We investigated associations between ambient pollution levels and cardiovascular function in a repeated measures study including 163 observations on twenty-one 53- to 87-year-old active Boston residents observed up to 12 times from June to September 1997. Particles with aerodynamic diameter </=2.5 microm (PM(2.5)) were measured continuously using a tapered element oscillating microbalance.


The protocol involved 25 minutes per week of continuous Holter ECG monitoring, including 5 minutes of rest, 5 minutes of standing, 5 minutes of exercise outdoors, 5 minutes of recovery, and 20 cycles of slow breathing. Heart rate variability (HRV) was assessed through time domain variables: the standard deviation of normal RR intervals (SDNN) and the square root of the mean of the squared differences between adjacent normal RR intervals (r-MSSD). Mean 4-hour PM(2.5) levels ranged from 3 to 49 microg/m(3); 1-hour ozone levels ranged from 1 to 77 ppb. In multivariate analyses, significantly less HRV (SDNN and r-MSSD) was associated with elevated PM(2.5). During slow breathing, a reduction in r-MSSD of 6.1 ms was associated with an interquartile (14.3 microg/m(3)) increase in PM(2.5) during the hour of and the 3 hours previous to the Holter session (P=0.006). During slow breathing, a multiple pollution model was associated with a reduction in r-MSSD of 5.4 ms (P=0.02) and 5.5 ms (P=0.03) for interquartile changes in PM(2.5) and ozone, respectively, resulting in a combined effect equivalent to a 33% reduction in the mean r-MSSD.

RECORDS>
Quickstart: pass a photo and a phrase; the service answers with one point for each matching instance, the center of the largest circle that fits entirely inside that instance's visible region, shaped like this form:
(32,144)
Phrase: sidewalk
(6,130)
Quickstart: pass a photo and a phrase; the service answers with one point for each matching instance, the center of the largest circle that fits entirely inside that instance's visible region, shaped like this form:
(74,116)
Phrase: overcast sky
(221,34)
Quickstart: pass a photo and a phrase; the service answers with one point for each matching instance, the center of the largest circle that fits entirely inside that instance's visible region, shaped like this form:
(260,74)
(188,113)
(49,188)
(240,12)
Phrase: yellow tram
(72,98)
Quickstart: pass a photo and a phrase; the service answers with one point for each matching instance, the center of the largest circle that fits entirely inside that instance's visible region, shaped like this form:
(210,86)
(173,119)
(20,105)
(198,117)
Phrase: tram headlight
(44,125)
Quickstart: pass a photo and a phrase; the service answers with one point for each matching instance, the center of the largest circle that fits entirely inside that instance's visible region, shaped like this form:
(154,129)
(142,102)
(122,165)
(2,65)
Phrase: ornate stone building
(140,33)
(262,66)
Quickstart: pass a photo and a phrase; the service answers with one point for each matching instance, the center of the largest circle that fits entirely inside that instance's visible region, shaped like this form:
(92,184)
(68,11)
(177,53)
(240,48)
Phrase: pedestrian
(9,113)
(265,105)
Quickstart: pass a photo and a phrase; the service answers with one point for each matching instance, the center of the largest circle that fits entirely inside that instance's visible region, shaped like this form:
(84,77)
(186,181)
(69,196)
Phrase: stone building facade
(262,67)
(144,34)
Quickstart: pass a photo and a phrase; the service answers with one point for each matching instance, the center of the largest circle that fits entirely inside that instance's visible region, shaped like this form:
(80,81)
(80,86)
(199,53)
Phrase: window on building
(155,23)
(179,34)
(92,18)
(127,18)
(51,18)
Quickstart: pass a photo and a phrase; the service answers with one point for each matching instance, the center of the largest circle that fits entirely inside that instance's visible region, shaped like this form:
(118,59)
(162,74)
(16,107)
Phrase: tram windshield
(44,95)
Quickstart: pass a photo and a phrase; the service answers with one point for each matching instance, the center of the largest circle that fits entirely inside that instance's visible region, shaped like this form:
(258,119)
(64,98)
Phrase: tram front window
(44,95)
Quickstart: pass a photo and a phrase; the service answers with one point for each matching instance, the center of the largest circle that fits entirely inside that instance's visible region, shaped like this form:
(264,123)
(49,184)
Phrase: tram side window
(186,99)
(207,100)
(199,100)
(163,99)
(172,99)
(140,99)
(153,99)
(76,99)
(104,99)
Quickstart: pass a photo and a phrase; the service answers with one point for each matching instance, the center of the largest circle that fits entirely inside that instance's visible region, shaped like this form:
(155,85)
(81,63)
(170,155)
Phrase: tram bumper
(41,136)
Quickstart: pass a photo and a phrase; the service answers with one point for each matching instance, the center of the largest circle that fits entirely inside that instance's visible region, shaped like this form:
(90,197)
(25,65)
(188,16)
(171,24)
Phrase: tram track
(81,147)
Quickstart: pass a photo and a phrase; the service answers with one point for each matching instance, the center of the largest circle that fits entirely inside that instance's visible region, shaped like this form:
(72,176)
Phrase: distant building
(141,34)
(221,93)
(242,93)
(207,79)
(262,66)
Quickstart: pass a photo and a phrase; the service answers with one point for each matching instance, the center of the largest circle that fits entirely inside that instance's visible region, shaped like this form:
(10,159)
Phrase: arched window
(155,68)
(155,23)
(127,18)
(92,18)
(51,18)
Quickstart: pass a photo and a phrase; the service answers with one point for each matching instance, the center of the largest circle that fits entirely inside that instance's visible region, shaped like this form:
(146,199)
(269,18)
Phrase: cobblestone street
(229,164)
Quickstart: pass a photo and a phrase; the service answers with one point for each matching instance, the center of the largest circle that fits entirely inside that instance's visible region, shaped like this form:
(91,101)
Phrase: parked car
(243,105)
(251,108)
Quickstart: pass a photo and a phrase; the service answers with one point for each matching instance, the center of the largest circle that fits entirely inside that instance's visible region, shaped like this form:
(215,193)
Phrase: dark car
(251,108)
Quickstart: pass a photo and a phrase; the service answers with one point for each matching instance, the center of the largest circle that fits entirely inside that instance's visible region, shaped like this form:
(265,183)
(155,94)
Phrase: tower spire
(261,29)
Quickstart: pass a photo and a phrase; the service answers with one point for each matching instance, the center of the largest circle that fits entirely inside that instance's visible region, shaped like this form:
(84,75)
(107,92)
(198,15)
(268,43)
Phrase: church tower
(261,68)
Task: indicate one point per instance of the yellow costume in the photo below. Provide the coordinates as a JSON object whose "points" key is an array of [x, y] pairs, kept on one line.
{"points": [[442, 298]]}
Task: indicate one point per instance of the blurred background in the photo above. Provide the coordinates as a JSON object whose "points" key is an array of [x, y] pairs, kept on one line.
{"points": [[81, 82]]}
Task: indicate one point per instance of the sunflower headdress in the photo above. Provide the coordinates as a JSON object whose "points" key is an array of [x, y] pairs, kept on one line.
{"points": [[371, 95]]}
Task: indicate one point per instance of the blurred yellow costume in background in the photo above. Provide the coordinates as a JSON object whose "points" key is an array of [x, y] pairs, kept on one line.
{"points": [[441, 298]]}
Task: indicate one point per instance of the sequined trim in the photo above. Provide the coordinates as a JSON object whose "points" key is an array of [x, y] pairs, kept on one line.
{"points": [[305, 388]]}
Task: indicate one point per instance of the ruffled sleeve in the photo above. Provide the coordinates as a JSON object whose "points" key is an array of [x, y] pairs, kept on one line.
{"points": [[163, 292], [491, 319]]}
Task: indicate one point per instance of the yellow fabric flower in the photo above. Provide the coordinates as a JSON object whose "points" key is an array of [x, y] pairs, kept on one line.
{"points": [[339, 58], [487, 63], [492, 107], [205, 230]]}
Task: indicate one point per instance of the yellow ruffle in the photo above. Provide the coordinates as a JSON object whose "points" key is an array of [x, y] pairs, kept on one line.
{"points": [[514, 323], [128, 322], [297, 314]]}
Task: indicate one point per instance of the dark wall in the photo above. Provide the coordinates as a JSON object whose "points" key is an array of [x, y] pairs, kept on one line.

PROBLEM TO WORK ON>
In the excerpt on air pollution and heart rate variability, what instrument was used to measure PM(2.5) continuously? The rows stand apart from the excerpt and have no connection to it.

SOLUTION TO THE PROBLEM>
A tapered element oscillating microbalance.